[Entries taken from a collection]
>>
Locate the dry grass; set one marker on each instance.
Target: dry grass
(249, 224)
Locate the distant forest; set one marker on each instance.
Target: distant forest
<<
**Required action:**
Return, exactly as written, only those lines that run from the one with "Locate the distant" to the last line of the data, both of those lines included.

**Result for this task:**
Locate the distant forest; set one marker on each instance.
Target: distant forest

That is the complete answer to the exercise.